_Saved data entries_
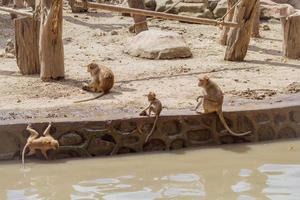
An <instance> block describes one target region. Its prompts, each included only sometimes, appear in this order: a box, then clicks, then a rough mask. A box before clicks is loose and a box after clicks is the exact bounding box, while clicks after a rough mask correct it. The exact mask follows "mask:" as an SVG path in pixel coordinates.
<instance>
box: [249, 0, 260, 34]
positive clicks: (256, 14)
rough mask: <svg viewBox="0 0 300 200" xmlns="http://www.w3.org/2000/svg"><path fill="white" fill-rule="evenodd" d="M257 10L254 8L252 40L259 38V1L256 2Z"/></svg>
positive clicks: (259, 6)
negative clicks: (253, 38)
mask: <svg viewBox="0 0 300 200" xmlns="http://www.w3.org/2000/svg"><path fill="white" fill-rule="evenodd" d="M258 1H259V2H258V4H257V8H255V11H256V12H255V15H254V21H253V26H252V33H251V36H252V37H254V38H260V35H259V24H260V0H258Z"/></svg>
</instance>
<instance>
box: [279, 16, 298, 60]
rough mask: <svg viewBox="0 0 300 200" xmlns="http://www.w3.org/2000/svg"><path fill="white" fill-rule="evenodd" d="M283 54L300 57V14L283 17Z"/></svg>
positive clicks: (289, 55)
mask: <svg viewBox="0 0 300 200" xmlns="http://www.w3.org/2000/svg"><path fill="white" fill-rule="evenodd" d="M280 19H281V24H282V29H283V45H282V46H283V55H284V56H285V57H287V58H292V59H297V58H300V37H299V35H300V14H299V13H295V14H292V15H289V16H287V17H282V18H280Z"/></svg>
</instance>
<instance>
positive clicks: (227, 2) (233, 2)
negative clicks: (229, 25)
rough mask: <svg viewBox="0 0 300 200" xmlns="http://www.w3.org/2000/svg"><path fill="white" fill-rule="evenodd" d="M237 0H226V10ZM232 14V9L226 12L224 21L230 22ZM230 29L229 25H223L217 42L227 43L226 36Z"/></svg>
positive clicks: (225, 43) (233, 13)
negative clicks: (219, 36)
mask: <svg viewBox="0 0 300 200" xmlns="http://www.w3.org/2000/svg"><path fill="white" fill-rule="evenodd" d="M236 1H237V0H227V12H228V11H229V10H230V9H231V8H232V6H233V5H234V4H235V2H236ZM233 14H234V9H233V10H232V11H231V12H230V13H228V15H227V16H226V18H225V21H228V22H231V21H232V18H233ZM229 30H230V27H227V26H223V30H222V32H221V36H220V40H219V43H220V44H221V45H223V46H226V45H227V38H228V32H229Z"/></svg>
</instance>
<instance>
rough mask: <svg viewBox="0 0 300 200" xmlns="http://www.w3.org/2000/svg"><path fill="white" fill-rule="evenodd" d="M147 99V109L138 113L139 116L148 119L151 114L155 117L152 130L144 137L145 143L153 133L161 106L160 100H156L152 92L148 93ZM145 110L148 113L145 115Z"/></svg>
mask: <svg viewBox="0 0 300 200" xmlns="http://www.w3.org/2000/svg"><path fill="white" fill-rule="evenodd" d="M147 97H148V101H149V103H150V104H149V106H148V107H147V108H145V109H144V110H143V111H142V112H141V113H140V116H148V117H150V116H151V113H152V112H153V113H154V115H155V120H154V124H153V126H152V129H151V131H150V133H149V134H148V135H147V137H146V140H145V143H147V142H148V140H149V138H150V136H151V135H152V134H153V132H154V130H155V127H156V124H157V121H158V118H159V116H160V113H161V111H162V104H161V102H160V100H158V99H157V98H156V94H155V93H154V92H149V94H148V95H147ZM147 110H148V113H147Z"/></svg>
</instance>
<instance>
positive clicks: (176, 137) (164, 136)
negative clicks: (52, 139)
mask: <svg viewBox="0 0 300 200" xmlns="http://www.w3.org/2000/svg"><path fill="white" fill-rule="evenodd" d="M224 114H225V118H226V120H227V122H228V124H229V126H230V127H231V128H232V129H233V130H234V131H237V132H243V131H249V130H251V131H252V133H251V134H250V135H247V136H243V137H234V136H231V135H229V134H228V133H227V131H225V130H224V127H223V126H222V124H221V123H220V121H219V119H218V118H217V116H216V115H215V114H206V115H181V116H178V115H174V116H172V115H171V116H162V117H161V118H160V119H159V121H158V126H157V128H156V130H155V132H154V134H153V136H152V137H150V140H149V142H148V143H146V144H145V143H144V141H145V138H146V136H147V134H148V133H149V131H150V129H151V127H152V123H153V121H154V118H148V117H138V118H129V119H123V118H122V117H120V119H114V120H106V121H105V120H104V121H103V120H101V121H60V122H58V121H57V122H55V121H54V122H53V125H52V128H51V130H50V133H51V134H52V135H53V136H54V138H56V139H57V140H58V141H59V143H60V148H59V150H56V151H54V150H50V151H49V152H48V155H49V157H50V158H51V159H55V158H57V159H58V158H69V157H93V156H107V155H115V154H124V153H136V152H146V151H165V150H174V149H181V148H185V147H193V146H206V145H219V144H231V143H244V142H258V141H267V140H275V139H284V138H296V137H299V136H300V106H291V107H282V108H273V109H266V110H252V111H238V112H227V113H224ZM47 125H48V124H47V123H46V122H40V123H33V124H32V126H33V128H34V129H36V130H37V131H38V132H39V133H41V132H42V131H43V130H44V129H45V128H46V126H47ZM26 126H27V124H26V123H25V122H24V123H23V122H18V123H14V122H7V124H3V123H2V125H0V142H1V145H0V160H10V159H20V152H21V150H22V148H23V146H24V145H25V142H26V139H27V137H28V136H29V133H28V132H27V131H25V128H26ZM34 157H36V158H38V159H43V157H42V155H41V154H39V153H38V154H37V155H34ZM27 159H28V158H27Z"/></svg>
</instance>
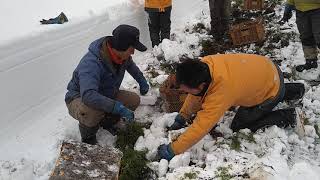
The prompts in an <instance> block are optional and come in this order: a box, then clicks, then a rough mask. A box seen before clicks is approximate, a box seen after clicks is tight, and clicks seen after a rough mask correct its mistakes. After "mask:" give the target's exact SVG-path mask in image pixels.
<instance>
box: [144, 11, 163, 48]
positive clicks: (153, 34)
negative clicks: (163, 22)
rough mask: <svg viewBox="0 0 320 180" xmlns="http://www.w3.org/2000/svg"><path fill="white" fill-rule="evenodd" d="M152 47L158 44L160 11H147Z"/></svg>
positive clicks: (149, 31)
mask: <svg viewBox="0 0 320 180" xmlns="http://www.w3.org/2000/svg"><path fill="white" fill-rule="evenodd" d="M147 13H148V25H149V32H150V39H151V43H152V47H154V46H157V45H159V44H160V12H155V11H147Z"/></svg>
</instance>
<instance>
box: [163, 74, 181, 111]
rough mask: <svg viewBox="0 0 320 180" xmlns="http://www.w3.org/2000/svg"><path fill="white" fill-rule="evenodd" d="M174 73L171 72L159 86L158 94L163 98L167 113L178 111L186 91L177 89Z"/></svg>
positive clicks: (164, 104)
mask: <svg viewBox="0 0 320 180" xmlns="http://www.w3.org/2000/svg"><path fill="white" fill-rule="evenodd" d="M175 82H176V81H175V75H174V74H171V75H169V76H168V78H167V79H166V80H165V81H164V82H163V83H162V84H161V86H160V89H159V91H160V96H161V98H162V99H163V100H164V108H165V111H166V112H168V113H171V112H179V110H180V109H181V107H182V105H183V103H184V101H185V99H186V97H187V93H185V92H183V91H182V90H179V89H178V87H177V86H176V85H175Z"/></svg>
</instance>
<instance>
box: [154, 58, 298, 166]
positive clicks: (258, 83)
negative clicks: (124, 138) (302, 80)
mask: <svg viewBox="0 0 320 180" xmlns="http://www.w3.org/2000/svg"><path fill="white" fill-rule="evenodd" d="M176 83H177V85H179V86H180V89H182V90H183V91H185V92H187V93H189V95H188V96H187V98H186V100H185V103H184V104H183V106H182V108H181V110H180V112H179V114H178V115H177V117H176V118H175V122H174V124H173V125H172V126H171V127H170V128H169V129H180V128H182V127H184V124H185V122H186V121H188V120H190V119H191V117H192V116H193V115H194V114H196V117H195V119H194V120H193V123H192V124H191V125H190V126H189V128H188V129H187V130H186V131H185V132H184V133H183V134H181V135H180V136H179V137H178V139H177V140H176V141H174V142H172V143H170V144H168V145H164V144H163V145H161V146H160V147H159V149H158V154H159V156H160V157H161V158H165V159H167V160H170V159H171V158H172V157H173V156H174V155H177V154H180V153H183V152H185V151H186V150H187V149H189V148H190V147H191V146H193V145H194V144H196V143H197V142H198V141H200V140H201V139H202V138H203V137H204V136H205V135H206V134H207V133H208V132H209V131H211V130H212V129H213V128H214V127H215V125H216V124H217V123H218V121H219V119H220V118H221V117H222V116H223V114H224V113H225V112H226V111H227V110H228V109H229V108H230V107H232V106H240V107H239V109H238V111H237V113H236V115H235V117H234V119H233V121H232V124H231V127H230V128H231V129H232V130H233V131H239V130H240V129H244V128H248V129H250V130H251V131H253V132H255V131H256V130H258V129H260V128H263V127H268V126H272V125H277V126H279V127H287V126H289V125H291V126H295V125H296V124H297V123H298V124H299V127H300V126H301V122H300V120H298V119H296V118H298V117H299V116H297V112H296V109H295V108H288V109H280V110H275V111H273V108H274V107H275V106H276V105H277V104H278V103H279V102H280V101H282V100H292V99H299V98H301V97H302V96H303V94H304V85H303V84H301V83H286V84H285V83H284V80H283V75H282V72H281V70H280V69H279V68H278V66H277V65H275V64H274V63H273V62H272V61H271V60H269V59H268V58H266V57H264V56H259V55H250V54H225V55H211V56H206V57H204V58H203V59H202V60H201V61H199V60H187V61H185V62H183V63H181V64H178V66H177V69H176Z"/></svg>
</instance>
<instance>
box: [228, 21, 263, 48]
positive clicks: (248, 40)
mask: <svg viewBox="0 0 320 180" xmlns="http://www.w3.org/2000/svg"><path fill="white" fill-rule="evenodd" d="M229 33H230V36H231V39H232V42H233V44H234V45H244V44H250V43H254V42H262V41H263V40H264V38H265V30H264V23H263V19H262V18H258V19H256V20H249V21H245V22H242V23H239V24H235V25H232V26H231V28H230V31H229Z"/></svg>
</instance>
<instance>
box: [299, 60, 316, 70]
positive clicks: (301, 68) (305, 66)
mask: <svg viewBox="0 0 320 180" xmlns="http://www.w3.org/2000/svg"><path fill="white" fill-rule="evenodd" d="M317 67H318V63H317V59H307V60H306V63H305V64H302V65H298V66H297V67H296V70H297V71H298V72H302V71H303V70H309V69H312V68H317Z"/></svg>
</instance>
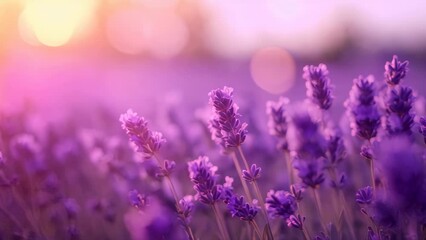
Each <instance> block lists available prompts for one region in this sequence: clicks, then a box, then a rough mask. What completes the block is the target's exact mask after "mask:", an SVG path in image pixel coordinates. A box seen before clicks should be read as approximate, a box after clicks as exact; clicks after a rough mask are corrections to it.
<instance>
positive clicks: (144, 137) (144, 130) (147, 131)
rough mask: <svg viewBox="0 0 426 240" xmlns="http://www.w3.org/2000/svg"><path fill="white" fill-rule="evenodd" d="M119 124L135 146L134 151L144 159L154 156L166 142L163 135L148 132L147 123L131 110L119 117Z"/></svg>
mask: <svg viewBox="0 0 426 240" xmlns="http://www.w3.org/2000/svg"><path fill="white" fill-rule="evenodd" d="M120 122H121V127H122V128H123V129H124V130H125V131H126V133H127V135H128V136H129V139H130V141H131V142H132V143H134V144H135V146H136V150H137V151H138V152H141V153H142V154H143V156H144V158H146V159H149V158H151V157H152V156H153V155H155V153H157V152H158V150H159V149H160V147H161V145H162V144H163V143H164V142H166V140H165V139H164V138H163V134H161V133H160V132H152V131H151V130H149V129H148V122H147V121H146V120H145V119H144V118H143V117H140V116H138V114H137V113H136V112H133V110H132V109H129V110H127V112H126V113H124V114H122V115H121V116H120Z"/></svg>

_WHAT IS NEEDED_
Reproduce only the lines of the records from the start up to and including the line that holds "box: [279, 16, 298, 60]"; do not carry over any picture.

_EXPECTED ANSWER_
An <instance> block describes one target region. Its prompts, each included only sometimes, appear in this order: a box, then clicks, then a rough mask. A box before clicks is loose and a box after clicks is the exact bounding box, while clicks after a rough mask correct it. The exact mask follows "mask:" as an SVG path in pixel coordinates.
<instance>
box: [249, 0, 260, 34]
positive clicks: (256, 14)
rough mask: <svg viewBox="0 0 300 200" xmlns="http://www.w3.org/2000/svg"><path fill="white" fill-rule="evenodd" d="M257 10L254 8L252 40L259 38V1L256 2Z"/></svg>
positive clicks: (259, 6)
negative clicks: (253, 38)
mask: <svg viewBox="0 0 300 200" xmlns="http://www.w3.org/2000/svg"><path fill="white" fill-rule="evenodd" d="M258 1H259V2H258V4H257V8H255V11H256V12H255V15H254V21H253V26H252V33H251V36H252V37H254V38H260V35H259V24H260V0H258Z"/></svg>
</instance>
<instance>
box: [279, 16, 298, 60]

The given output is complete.